*Action item A:*
In the passage on saliva sampling in JIA, what tool did the current study use to evaluate the impact of orofacial pain on saliva flow?
*Action item B:*
Go on with the passage on saliva sampling in JIA from its last sentence.

Using a noninvasive sampling method such as saliva sampling to monitor disease activity in JIA could provide clinicians and researchers with valuable information17. However, as with blood sampling, there are diurnal variations in the saliva composition and there are functional limitations that might influence saliva flow and composition such as orofacial pain, oral hygiene, pharmacological treatment, and xerostomia18,19,20. Furthermore, previous studies have shown a high incidence of orofacial pain in children with JIA17 as well as divergent results regarding salivary flow rate in this group19,21.
Many techniques are used to collect saliva. Saliva can be collected as whole volume or as pure glandular saliva and it can be collected as stimulated or unstimulated saliva22,23,24. Different collection methods provide saliva with a noticeable difference in salivary proteome and in the relative amounts of specific proteins collected22. A recent study has shown that whole stimulated saliva gives a representable and acceptable picture of saliva proteins22. Previous studies in adults have successfully identified and measured immunological markers in saliva11,25,26, but few saliva studies have focused salivary biomarkers in JIA15,19.
In the current study three screening questions for temporomandibular disorders (3Q/TMD) were used to evaluate the impact of orofacial pain on saliva flow, and consequently, the chosen saliva collecting method. The 3Q/TMD is a validated and cost-effective screening tool for TMD that show good sensitivity and specificity to a clinical diagnosis of TMD according to the Diagnostic Criteria for TMD (DC/TMD)27. JIA has a high probability of temporomandibular joint (TMJ) involvement28, and this might influence the ability to chew, and, subsequently, saliva flow might be affected.

*Stored data:*
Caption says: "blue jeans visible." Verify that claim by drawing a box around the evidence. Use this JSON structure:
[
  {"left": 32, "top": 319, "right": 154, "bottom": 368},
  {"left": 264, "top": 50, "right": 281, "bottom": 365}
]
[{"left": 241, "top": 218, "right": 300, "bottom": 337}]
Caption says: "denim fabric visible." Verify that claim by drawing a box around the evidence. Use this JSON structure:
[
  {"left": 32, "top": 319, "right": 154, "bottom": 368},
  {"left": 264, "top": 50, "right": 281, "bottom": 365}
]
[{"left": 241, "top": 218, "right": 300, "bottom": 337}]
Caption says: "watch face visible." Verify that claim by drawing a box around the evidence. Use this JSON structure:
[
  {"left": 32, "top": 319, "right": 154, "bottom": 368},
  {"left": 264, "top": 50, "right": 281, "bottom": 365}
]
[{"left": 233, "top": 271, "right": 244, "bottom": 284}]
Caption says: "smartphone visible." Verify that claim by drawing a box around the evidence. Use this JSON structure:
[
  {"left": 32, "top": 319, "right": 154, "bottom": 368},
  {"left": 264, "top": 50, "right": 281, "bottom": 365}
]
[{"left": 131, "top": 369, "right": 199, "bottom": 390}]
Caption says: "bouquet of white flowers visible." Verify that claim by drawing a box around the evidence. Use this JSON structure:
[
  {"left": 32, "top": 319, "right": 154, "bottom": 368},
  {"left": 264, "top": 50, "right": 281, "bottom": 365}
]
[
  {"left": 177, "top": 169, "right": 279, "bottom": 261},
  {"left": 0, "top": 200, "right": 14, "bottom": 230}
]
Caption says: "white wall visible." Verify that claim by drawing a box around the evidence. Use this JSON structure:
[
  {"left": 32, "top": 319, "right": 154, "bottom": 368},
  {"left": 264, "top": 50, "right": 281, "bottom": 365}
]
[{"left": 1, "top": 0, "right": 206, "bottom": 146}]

*Answer space A:*
Three screening questions for temporomandibular disorders (3Q/TMD).

*Answer space B:*
The present study compared saliva content regarding detectability and concentration of a panel of cytokines and chemokines in a group of children with JIA and an age-matched group of children without a JIA diagnosis from the general population. In addition, the current study investigated the salivary flow rate in children with JIA and its relation to orofacial pain. The following null hypothesis (H0) was formed: There are no differences between children with JIA and healthy controls in the expression of inflammatory mediators or in salivary flow and the salivary flow is not related to orofacial pain in children with JIA.
Methods
Study design and participants
This prospective case–control study was performed at the Department of Orofacial Pain and Jaw Function at the Eastman Institutet in Stockholm, Sweden between 2014 and 2017. The children with JIA were already enlisted in the Swedish national healthcare program for children with JIA at the Department of Orofacial Pain and Jaw Function at the Eastman Institutet in Stockholm, and the healthy controls were recruited from an adjoining public dental health clinic (Folktandvården Vasastan) in Stockholm. The Swedish national healthcare program (https://reuma.barnlakarforeningen.se/vardprogram/; accessed 2021-04-09) states that all children diagnosed with JIA should be referred to a dentist with special knowledge for yearly check-ups of oral and dental health and assessment of TMJ dysfunction and facial growth. In Stockholm, the Department of Orofacial Pain and Jaw Function at the Eastman Institutet in Stockholm provides this expertise. The children with JIA were also under regular supervision at the Department of Pediatric Rheumatology at Astrid Lindgren’s Children’s Hospital, Stockholm. The JIA children were diagnosed by the rheumatologist with an active disease. Some were prescribed medication, but others were not.
The following inclusion criteria were used for the JIA group: age between 7 and 14 years, a diagnosis of JIA according to ILAR1, and self-report of any joint symptoms such as increased pain, swelling, or functional limitations within the last 2 weeks.
The inclusion criterion for the control group was age between 7 and 14 years. Exclusion criteria for both groups were other systemic conditions or diseases that influence current or earlier inflammatory responses, diagnosis of current malignancies, intake of antibiotics the last 3 months, ongoing orthodontic treatment, or nicotine use.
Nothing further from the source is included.